══ Text provided ══
The Princes in the Tower: Solving History’s Greatest Cold Case | History Hit

The Princes in the Tower: Solving History’s Greatest Cold Case

Amy Irvine

04 Dec 2023

In 1483, Edward V (aged 12) and his brother Richard, Duke of York (aged 9), disappeared from the Tower of London. For over 500 years, history has judged that the ‘Princes in the Tower‘ were murdered on the orders of their uncle Richard III. Until now there has been very little proof, but following intensive research in UK, American and European archives, astonishing new archival discoveries have been uncovered that challenge this historical narrative.

Historian Philippa Langley, renowned for her role in uncovering Richard III’s remains in 2012, established ‘The Missing Princes Project’ in 2016, employing the methods of a cold-case policy enquiry to try and solve the case. In her book, The Princes in the Tower: Solving History’s Greatest Cold Case – our Book of the Month for December 2023, she records the painstaking investigative research work of the project. By questioning received wisdom, she and her team shed light upon one of history’s greatest miscarriages of justice, revealing a phenomenal, untold story.

Here we learn more about Langley’s discoveries, both from her book and her interview with Matt Lewis on History Hit’s Gone Medieval podcast in which Langley explained her painstaking research and her astonishing new archival discoveries.

Who were the ‘Princes in the Tower’ and why were they imprisoned?

In 1483, King Edward IV died aged 40. His two sons, the soon-to-be crowned King Edward V and his younger brother, Richard of Shrewsbury, were sent to the Tower of London to await Edward’s coronation. However, his coronation never came, and the two brothers disappeared from the tower, and were never seen again, presumed dead. Richard III took the crown in Edward’s absence. Since then, most people have presumed that Richard III had the boys murdered, to avoid rival claimants to his throne.

The Princes in the Tower, by John Everett Millais (1878)
═══
══ Records ══
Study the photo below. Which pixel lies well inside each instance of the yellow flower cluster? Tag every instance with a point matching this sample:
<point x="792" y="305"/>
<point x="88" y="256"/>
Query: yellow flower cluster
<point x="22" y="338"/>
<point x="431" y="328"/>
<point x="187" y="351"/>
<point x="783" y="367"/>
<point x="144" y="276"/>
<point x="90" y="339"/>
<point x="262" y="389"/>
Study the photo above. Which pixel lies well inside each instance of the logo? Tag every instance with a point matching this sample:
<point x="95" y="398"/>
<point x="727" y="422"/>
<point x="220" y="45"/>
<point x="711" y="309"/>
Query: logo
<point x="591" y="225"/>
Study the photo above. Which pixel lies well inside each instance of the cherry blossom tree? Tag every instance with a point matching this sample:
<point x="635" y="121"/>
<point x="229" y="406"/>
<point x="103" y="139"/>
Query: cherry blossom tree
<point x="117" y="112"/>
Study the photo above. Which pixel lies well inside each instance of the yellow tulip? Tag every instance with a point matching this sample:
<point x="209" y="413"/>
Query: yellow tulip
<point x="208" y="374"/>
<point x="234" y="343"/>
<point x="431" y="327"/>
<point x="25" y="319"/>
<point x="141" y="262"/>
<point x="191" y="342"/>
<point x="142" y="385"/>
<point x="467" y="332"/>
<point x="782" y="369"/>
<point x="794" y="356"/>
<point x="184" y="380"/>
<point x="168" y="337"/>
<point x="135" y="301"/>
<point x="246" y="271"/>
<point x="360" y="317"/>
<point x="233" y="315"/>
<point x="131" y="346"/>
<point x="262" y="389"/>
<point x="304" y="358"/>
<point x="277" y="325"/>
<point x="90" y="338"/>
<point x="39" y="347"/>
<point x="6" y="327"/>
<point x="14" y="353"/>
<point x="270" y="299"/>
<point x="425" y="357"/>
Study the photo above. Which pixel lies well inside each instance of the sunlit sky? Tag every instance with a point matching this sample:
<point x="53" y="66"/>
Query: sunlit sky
═══
══ Records ══
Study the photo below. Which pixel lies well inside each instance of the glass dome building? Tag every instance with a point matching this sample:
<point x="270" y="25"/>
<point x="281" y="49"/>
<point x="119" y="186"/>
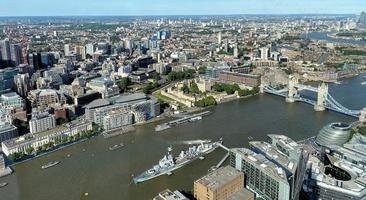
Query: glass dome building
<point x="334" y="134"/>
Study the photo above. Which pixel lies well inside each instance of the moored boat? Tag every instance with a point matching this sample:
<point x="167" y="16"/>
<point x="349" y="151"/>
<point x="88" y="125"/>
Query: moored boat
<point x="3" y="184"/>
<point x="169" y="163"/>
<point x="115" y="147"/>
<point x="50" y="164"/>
═══
Requirements ::
[a] From the article on the Princes in the Tower, copy word for word the passage starting with "In 1483, King" and going on through "Everett Millais (1878)".
[b] Translate this sentence from the article on the Princes in the Tower into Spanish: "Richard III took the crown in Edward's absence."

Answers ::
[a]
In 1483, King Edward IV died aged 40. His two sons, the soon-to-be crowned King Edward V and his younger brother, Richard of Shrewsbury, were sent to the Tower of London to await Edward’s coronation. However, his coronation never came, and the two brothers disappeared from the tower, and were never seen again, presumed dead. Richard III took the crown in Edward’s absence. Since then, most people have presumed that Richard III had the boys murdered, to avoid rival claimants to his throne.

The Princes in the Tower, by John Everett Millais (1878)

[b] Ricardo III tomó la corona en ausencia de Eduardo.